» **SET TASKS**:
A. In the post below about dressing nicely, what does the writer call the major issue?
B. Do the following statements agree with the post below about dressing nicely? For each, answer yes or no and quote the words that decide it. (i) The writer has played soccer in ballet flats. (ii) The writer lays out the next day's clothes before going to bed. (iii) The writer prefers skirts to dresses.
C. Repeat the part of the post below about dressing nicely starting at "Monday, June 14, 2010" and ending at "are a couple.".

» **PAGE**:
Monday, June 14, 2010

Musings on dressing nicely

I've often felt like I have to choose between ease and comfort and looking nice. If I thought I could pull it off, I'd wear my nicest clothes every day. The reason I don't? There are a couple.

The first is that not all of them are practical. Canoeing and portaging in a muddy river while wearing a long skirt? Not really possible or practical. I've played soccer in a short skort and ballet flats, and while it is possible, I wouldn't recommend it.

The second issue is that I often feel like I stick out if I wear nicer clothes. If, for example, I wear a skirt to the youth group I regularly attend, I stick out. A couple of girls wear skirts occasionally, but they're usually much shorter than the ones I wear. I also tend to prefer dresses to skirts, and somehow a dress tends to look nicer than a skirt.

The third issue, and I think the major one, is comfort and ease. Let's face it, if you wake up late and you have a lot of work to do, I would bet your first thought isn't Hmm, let's see what awesome outfit I can pull together. If you're anything like me, it's Hmm, where's a pair of jeans and a sweatshirt? I hear that this problem can be avoided somewhat by laying out tomorrow's clothes before you go to bed, but I never remember to actually do that. My love of dresses actually helps me out a bit here--it's much easier to pull on a dress than to find a skirt and shirt that match in both color and style.

» **DATA SEGMENT**:
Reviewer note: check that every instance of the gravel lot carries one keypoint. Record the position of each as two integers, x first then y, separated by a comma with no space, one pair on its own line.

» **EXERCISE RESPONSES**:
A. Comfort and ease.

B.
(i) Yes: "I've played soccer in a short skort and ballet flats"
(ii) No: "I never remember to actually do that"
(iii) No: "I also tend to prefer dresses to skirts"

C.
Monday, June 14, 2010

Musings on dressing nicely

I've often felt like I have to choose between ease and comfort and looking nice. If I thought I could pull it off, I'd wear my nicest clothes every day. The reason I don't? There are a couple.